Pick out each line in the items below that contains the word "interior", and copy those lines in full.

Exercise input:
━━━━

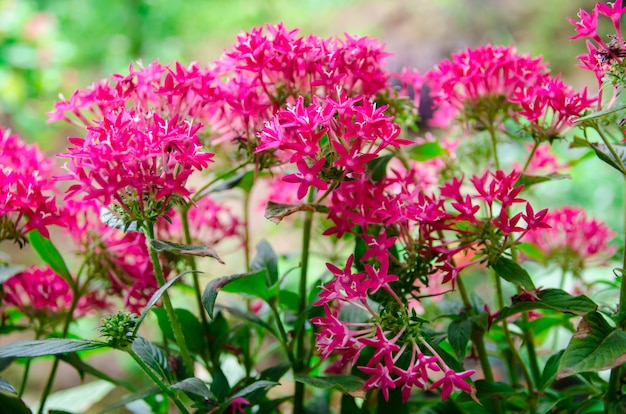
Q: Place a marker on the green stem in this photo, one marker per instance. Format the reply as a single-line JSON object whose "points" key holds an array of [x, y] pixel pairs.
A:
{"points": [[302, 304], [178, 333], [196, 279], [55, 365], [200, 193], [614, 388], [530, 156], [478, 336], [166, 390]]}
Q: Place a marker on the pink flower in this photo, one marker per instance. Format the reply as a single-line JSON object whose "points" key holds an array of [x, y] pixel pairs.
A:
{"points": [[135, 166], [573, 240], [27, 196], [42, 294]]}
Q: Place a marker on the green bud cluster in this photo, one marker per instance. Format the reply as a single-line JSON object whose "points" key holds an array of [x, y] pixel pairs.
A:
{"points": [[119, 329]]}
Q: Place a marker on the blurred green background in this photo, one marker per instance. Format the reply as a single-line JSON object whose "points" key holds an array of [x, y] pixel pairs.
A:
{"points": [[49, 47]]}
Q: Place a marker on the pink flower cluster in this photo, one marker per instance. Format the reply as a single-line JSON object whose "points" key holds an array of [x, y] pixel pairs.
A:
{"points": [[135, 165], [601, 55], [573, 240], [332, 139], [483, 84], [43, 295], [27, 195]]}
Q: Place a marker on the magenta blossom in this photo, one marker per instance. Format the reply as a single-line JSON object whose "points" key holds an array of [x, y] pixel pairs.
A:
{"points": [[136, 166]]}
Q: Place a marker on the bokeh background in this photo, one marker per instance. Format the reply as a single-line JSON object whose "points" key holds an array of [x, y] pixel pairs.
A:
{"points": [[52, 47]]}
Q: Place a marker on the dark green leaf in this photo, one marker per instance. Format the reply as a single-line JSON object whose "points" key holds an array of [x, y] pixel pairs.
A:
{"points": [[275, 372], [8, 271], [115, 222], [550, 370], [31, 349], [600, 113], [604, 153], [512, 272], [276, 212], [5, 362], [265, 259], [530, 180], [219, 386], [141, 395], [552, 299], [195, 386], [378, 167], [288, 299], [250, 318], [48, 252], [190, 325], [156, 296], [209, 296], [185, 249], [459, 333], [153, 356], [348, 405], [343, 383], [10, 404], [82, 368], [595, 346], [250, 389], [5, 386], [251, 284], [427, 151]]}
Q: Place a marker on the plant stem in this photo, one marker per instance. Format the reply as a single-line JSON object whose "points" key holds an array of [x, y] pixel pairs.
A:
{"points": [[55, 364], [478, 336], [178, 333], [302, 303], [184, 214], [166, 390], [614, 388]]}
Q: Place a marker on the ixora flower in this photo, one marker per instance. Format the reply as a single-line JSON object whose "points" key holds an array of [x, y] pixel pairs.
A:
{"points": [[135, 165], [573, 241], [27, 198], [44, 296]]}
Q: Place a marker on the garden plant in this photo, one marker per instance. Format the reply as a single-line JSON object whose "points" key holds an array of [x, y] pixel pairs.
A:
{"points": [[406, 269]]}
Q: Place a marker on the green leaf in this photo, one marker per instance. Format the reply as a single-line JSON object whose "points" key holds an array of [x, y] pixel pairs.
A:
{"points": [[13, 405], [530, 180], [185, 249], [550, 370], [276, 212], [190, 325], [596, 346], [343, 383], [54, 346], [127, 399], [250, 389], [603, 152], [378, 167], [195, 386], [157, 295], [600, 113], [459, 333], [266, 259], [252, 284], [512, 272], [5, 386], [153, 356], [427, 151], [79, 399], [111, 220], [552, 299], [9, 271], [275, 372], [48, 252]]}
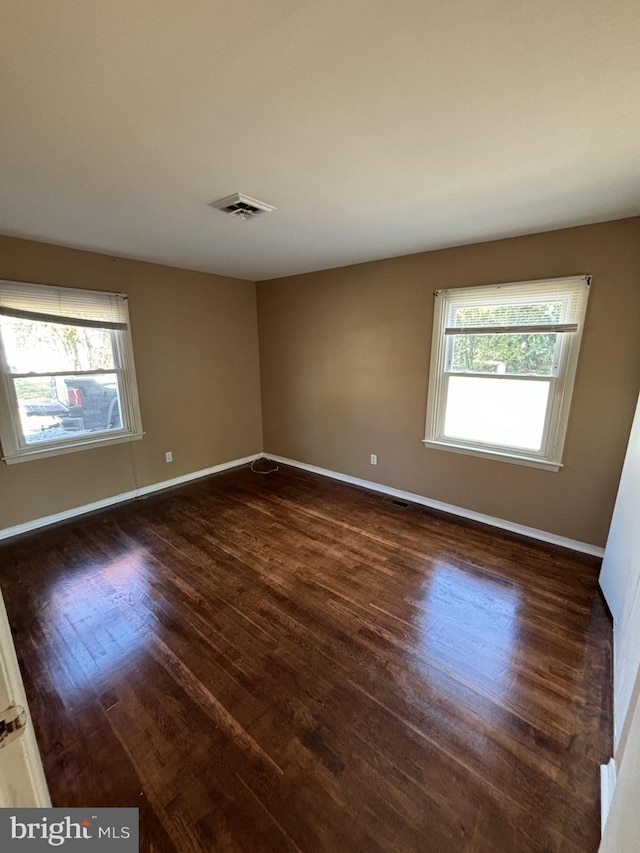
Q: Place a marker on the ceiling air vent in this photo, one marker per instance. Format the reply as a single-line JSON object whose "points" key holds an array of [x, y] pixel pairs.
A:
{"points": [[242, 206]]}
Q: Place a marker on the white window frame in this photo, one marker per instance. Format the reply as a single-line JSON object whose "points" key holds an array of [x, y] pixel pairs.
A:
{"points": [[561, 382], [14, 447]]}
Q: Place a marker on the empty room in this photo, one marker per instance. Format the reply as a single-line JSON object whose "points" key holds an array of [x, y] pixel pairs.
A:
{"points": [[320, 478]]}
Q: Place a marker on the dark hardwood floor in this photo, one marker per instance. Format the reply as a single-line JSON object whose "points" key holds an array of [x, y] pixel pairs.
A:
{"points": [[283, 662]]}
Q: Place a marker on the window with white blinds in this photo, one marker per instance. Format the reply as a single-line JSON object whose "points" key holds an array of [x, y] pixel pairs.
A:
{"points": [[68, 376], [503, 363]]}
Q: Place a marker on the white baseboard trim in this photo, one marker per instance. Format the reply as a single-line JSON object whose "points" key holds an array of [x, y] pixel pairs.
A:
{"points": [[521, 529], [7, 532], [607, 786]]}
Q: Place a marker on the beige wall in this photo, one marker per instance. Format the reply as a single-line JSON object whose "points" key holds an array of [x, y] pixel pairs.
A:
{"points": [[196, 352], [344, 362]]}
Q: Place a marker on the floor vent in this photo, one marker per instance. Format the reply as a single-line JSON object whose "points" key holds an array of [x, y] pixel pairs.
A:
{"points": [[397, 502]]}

━━━━

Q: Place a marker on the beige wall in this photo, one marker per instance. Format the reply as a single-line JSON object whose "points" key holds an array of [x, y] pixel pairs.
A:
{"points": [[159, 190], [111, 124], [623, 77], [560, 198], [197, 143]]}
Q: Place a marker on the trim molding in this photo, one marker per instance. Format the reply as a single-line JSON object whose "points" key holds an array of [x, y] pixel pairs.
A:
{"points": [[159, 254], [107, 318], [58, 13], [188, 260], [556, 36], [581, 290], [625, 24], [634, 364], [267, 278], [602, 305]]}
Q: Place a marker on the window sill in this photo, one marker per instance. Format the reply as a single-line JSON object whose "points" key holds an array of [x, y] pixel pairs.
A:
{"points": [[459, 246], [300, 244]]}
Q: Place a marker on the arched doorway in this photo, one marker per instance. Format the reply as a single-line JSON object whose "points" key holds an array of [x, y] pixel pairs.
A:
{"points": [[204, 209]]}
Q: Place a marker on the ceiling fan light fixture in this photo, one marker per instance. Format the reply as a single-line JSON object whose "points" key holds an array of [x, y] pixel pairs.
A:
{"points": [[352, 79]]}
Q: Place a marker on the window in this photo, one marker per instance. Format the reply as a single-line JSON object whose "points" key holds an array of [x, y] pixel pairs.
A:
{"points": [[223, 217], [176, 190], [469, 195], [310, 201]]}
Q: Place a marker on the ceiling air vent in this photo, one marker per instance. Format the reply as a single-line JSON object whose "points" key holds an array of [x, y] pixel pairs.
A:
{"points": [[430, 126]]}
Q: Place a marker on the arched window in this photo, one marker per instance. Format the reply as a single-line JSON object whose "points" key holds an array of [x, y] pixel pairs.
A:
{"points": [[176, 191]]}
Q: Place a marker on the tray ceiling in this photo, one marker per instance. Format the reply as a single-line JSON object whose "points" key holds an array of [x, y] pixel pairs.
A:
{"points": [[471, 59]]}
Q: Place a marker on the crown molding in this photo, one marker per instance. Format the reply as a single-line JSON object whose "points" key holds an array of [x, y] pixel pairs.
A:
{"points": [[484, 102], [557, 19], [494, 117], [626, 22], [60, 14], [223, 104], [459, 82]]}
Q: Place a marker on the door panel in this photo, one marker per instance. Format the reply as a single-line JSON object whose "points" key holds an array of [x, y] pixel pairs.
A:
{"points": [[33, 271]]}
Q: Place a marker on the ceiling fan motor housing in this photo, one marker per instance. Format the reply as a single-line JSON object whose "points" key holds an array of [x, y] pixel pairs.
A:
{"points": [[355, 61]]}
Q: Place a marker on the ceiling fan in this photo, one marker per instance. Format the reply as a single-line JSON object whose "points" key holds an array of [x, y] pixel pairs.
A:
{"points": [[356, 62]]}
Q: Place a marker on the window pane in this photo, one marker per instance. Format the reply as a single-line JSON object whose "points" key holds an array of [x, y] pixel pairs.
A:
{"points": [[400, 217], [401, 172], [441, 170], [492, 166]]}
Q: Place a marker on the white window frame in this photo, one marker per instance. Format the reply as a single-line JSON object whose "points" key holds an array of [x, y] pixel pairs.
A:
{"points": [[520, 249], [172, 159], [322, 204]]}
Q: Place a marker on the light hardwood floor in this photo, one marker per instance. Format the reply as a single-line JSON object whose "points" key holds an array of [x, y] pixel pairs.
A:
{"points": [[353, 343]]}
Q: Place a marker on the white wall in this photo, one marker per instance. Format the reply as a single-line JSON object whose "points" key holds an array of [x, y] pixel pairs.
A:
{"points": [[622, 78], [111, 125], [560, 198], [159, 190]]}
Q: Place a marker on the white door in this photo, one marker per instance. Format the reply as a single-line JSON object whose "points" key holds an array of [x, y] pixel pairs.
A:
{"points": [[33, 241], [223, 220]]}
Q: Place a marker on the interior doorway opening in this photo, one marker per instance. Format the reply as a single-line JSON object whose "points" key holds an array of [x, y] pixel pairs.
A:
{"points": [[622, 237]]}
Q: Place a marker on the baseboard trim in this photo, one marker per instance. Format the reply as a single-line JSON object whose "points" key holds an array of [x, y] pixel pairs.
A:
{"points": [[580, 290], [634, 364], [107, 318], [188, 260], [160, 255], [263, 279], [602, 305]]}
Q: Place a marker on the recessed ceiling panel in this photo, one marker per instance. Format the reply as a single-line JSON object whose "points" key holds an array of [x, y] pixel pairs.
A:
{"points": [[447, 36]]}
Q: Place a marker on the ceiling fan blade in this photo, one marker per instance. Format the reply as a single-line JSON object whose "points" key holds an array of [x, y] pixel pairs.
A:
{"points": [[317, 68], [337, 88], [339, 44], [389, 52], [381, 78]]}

━━━━

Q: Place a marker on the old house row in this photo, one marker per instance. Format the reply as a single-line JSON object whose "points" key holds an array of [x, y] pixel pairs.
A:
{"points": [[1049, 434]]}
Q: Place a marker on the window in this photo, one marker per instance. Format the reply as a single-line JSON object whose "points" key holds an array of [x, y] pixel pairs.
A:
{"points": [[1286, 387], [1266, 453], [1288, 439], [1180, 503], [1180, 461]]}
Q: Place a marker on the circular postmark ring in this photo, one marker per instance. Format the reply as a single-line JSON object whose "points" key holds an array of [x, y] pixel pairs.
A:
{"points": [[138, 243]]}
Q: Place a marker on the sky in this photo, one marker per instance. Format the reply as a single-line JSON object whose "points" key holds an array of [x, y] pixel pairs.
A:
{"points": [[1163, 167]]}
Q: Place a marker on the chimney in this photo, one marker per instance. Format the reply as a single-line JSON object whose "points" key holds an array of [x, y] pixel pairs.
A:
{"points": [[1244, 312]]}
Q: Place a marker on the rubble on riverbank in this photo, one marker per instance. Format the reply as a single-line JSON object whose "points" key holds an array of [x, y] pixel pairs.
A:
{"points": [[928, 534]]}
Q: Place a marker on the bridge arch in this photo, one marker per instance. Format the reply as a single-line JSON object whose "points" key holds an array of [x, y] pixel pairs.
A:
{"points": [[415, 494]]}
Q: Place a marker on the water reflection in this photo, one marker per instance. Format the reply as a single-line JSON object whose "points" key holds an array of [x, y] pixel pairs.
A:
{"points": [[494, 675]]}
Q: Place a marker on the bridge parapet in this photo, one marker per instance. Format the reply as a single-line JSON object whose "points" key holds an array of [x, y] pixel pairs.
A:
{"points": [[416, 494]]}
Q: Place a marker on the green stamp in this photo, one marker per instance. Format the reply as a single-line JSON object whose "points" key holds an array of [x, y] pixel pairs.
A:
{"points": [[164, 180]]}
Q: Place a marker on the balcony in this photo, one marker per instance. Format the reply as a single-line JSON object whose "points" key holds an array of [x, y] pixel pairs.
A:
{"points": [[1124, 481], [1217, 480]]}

━━━━

Exercise response:
Q: Place a marker on the interior doorway opening in this photo, one marker per instance. Format the reply as a single-line JSON object whose "points" key holds an array of [x, y] pixel pairs.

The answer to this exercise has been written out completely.